Records from a data collection
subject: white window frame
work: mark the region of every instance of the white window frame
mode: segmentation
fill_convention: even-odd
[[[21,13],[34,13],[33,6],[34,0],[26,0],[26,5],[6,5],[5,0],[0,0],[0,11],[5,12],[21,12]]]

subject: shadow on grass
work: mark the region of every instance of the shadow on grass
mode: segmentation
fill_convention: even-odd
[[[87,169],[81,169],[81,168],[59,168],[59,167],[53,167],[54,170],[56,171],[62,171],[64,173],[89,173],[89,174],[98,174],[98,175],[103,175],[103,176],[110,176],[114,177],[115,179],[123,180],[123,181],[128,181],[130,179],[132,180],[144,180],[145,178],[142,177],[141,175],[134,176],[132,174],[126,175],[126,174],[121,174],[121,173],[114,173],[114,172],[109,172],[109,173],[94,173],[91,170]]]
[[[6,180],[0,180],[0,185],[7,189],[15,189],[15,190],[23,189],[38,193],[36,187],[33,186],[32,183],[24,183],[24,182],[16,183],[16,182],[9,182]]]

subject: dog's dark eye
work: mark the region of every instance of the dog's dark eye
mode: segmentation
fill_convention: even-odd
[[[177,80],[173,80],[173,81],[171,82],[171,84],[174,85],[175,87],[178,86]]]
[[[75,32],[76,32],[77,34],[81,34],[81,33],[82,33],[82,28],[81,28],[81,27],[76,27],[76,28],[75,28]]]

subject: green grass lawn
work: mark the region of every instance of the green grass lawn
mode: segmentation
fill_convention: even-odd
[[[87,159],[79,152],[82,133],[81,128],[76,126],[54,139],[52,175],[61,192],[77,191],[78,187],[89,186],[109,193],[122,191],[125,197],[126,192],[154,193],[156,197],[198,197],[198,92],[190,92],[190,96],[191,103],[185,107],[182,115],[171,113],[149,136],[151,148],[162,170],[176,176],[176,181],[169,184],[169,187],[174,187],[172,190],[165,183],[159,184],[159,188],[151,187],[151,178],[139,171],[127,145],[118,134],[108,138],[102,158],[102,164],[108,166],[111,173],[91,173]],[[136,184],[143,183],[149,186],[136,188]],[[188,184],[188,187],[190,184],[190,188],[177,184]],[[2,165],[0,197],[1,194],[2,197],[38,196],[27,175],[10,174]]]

__Objective__.
Write out all of the material above line for line, without changing a single character.

__Output for this exercise__.
subject: white window frame
work: mark the region of every instance of the white window frame
mode: segmentation
fill_convention: even-odd
[[[21,13],[34,13],[33,6],[34,0],[26,0],[26,5],[6,5],[5,0],[0,0],[0,11],[5,12],[21,12]]]

subject: shadow on grass
work: mark the region of every instance of the shadow on grass
mode: segmentation
fill_convention: even-odd
[[[87,169],[81,169],[81,168],[59,168],[59,167],[53,167],[54,170],[56,171],[62,171],[64,173],[89,173],[89,174],[98,174],[98,175],[103,175],[103,176],[110,176],[114,177],[115,179],[123,180],[123,181],[128,181],[130,179],[132,180],[144,180],[145,178],[142,177],[141,175],[134,176],[132,174],[126,175],[126,174],[121,174],[121,173],[114,173],[114,172],[109,172],[109,173],[94,173],[91,170]]]
[[[6,180],[0,180],[0,185],[7,189],[15,189],[15,190],[23,189],[38,193],[36,187],[33,186],[32,183],[24,183],[24,182],[16,183],[16,182],[9,182]]]

subject: dog's dark eye
work: mark the region of every instance of the dog's dark eye
mode: segmentation
fill_convention: even-odd
[[[177,80],[173,80],[173,81],[171,82],[171,84],[174,85],[175,87],[178,86]]]
[[[75,32],[76,32],[77,34],[81,34],[81,33],[82,33],[82,28],[81,28],[81,27],[76,27],[76,28],[75,28]]]

subject: green grass lawn
work: mark the region of every instance of the green grass lawn
mode: segmentation
fill_convention: even-odd
[[[87,159],[79,152],[82,133],[81,128],[76,126],[54,139],[52,175],[61,192],[77,191],[78,187],[89,186],[109,193],[122,191],[125,197],[126,192],[154,193],[156,197],[198,197],[198,92],[190,92],[190,96],[191,103],[185,107],[182,115],[171,113],[149,136],[151,148],[162,170],[176,176],[176,181],[169,184],[169,187],[174,187],[172,190],[165,183],[159,184],[159,188],[151,187],[151,178],[139,171],[127,145],[118,134],[108,138],[102,158],[102,164],[108,166],[111,173],[91,173]],[[136,184],[143,183],[149,186],[136,188]],[[188,184],[188,187],[190,184],[190,188],[177,184]],[[2,165],[0,197],[1,194],[2,197],[38,196],[27,175],[10,174]]]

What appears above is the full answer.